12. Related-Party Transactions

      The Company has the aforementioned subordinated capital note payable to BOS(USA) totaling $54,000 and $48,000 at December 31, 2003 and 2002, respectively (see note 8). Interest costs incurred on such subordinated capital note payable totaled $8,725, $6,169 and $2,564 for the periods ended December 31, 2003, 2002, and 2001, respectively.

      Additionally, the Company has letters of credit issued by Bank of Scotland, as discussed in note 11. Fees associated with these letters totaled $3,248, $997 and $65 during 2003, 2002 and 2001, respectively. Interest costs incurred in connection with other debt with BOS(USA) totaled $7,134, $5,880, and $5,115 for the periods ended December 31, 2003, 2002, and 2001, respectively (see note 6).

 
13. Financial Instruments

      SFAS No. 107, Disclosures About Fair Value of Financial Instruments, requires that the Company disclose estimated fair values of its financial instruments. Fair value, estimates, methods, and assumptions are set forth below.

 
     (a)  Cash and Cash Equivalents

      The carrying amount of cash and cash equivalents approximated fair value at December 31, 2003 and 2002 due to the short maturity of these instruments.

 
     (b)  Retail Installment Contracts

      Retail installment contracts are carried at amortized cost at December 31, 2003 and 2002. Retail installment contracts were carried at lower of cost or market value in aggregate at December 31, 2001. The estimated fair value is calculated by using estimated fair values from securitizations of the contracts and discounting projected cash flows using estimated market discount rates that reflect the credit and interest rate risks inherent in the assets at December 31, 2003 and 2002. The carrying value of the retail installment contracts was $623,389 and $367,520 at December 31, 2003 and 2002, respectively. The estimated fair value of the retail installment contracts was $674,000 and $398,000 at December 31, 2003 and 2002, respectively.
-- -- --
Set exercise 1: In the passage on related-party transactions and financial instruments, what was the carrying value of the retail installment contracts at December 31, 2003?

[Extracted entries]
-- -- --
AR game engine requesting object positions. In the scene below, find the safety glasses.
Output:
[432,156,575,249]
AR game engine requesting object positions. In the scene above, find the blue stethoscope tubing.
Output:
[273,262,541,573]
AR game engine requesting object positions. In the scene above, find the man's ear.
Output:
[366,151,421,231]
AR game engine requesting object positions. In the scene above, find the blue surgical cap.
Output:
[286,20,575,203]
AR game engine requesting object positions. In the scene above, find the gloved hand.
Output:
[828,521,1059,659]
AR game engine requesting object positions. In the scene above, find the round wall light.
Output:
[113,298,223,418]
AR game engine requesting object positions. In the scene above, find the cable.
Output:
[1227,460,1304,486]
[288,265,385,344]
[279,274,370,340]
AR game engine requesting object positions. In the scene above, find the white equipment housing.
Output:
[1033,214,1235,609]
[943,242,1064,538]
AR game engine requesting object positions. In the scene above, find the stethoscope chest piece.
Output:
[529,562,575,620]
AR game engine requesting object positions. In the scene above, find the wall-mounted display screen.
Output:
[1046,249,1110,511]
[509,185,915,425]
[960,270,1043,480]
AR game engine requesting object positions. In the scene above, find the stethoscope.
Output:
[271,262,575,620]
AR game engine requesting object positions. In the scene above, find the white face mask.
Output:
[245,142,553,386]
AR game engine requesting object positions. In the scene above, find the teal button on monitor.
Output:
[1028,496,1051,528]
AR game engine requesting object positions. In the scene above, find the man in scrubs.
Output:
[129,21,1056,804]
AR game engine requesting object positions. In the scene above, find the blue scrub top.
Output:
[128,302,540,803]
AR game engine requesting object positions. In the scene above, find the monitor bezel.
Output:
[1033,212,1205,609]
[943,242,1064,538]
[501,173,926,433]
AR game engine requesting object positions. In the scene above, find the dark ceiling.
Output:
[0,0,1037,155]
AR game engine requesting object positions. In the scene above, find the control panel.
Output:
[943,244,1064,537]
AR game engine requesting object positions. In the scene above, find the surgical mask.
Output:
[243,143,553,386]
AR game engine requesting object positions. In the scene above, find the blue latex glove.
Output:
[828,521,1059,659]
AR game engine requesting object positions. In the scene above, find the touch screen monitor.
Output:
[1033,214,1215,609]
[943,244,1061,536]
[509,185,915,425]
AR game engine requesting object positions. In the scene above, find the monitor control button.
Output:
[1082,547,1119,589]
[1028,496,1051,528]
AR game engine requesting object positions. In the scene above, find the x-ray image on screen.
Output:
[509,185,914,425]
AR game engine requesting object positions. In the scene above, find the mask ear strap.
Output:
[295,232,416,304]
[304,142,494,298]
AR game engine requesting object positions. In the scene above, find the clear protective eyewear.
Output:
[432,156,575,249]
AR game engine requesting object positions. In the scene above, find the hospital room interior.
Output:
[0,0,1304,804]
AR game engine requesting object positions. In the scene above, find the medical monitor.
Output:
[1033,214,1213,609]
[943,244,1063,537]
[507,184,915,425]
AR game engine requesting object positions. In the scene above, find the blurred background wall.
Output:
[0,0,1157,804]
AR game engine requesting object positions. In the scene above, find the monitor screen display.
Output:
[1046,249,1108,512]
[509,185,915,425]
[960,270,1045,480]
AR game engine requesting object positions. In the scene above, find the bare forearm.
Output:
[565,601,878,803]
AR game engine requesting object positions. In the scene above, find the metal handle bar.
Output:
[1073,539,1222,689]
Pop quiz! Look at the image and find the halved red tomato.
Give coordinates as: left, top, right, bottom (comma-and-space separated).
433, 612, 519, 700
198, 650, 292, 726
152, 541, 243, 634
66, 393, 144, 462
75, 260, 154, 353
-- -- --
Set exercise 2: Edit the entries from the line containing "the medical monitor." through the line containing "[565,601,878,803]", replacing "scene" with "frame" and changing nothing else. Return only those lines.

Exercise answer 1: $623,389

Exercise answer 2:
AR game engine requesting object positions. In the frame above, find the medical monitor.
Output:
[1033,214,1213,609]
[943,244,1063,537]
[507,184,915,425]
AR game engine requesting object positions. In the frame above, find the blurred background wall.
Output:
[0,0,1157,804]
AR game engine requesting object positions. In the frame above, find the monitor screen display.
Output:
[1046,249,1108,512]
[509,185,915,425]
[960,270,1045,480]
AR game engine requesting object positions. In the frame above, find the bare forearm.
Output:
[565,601,878,803]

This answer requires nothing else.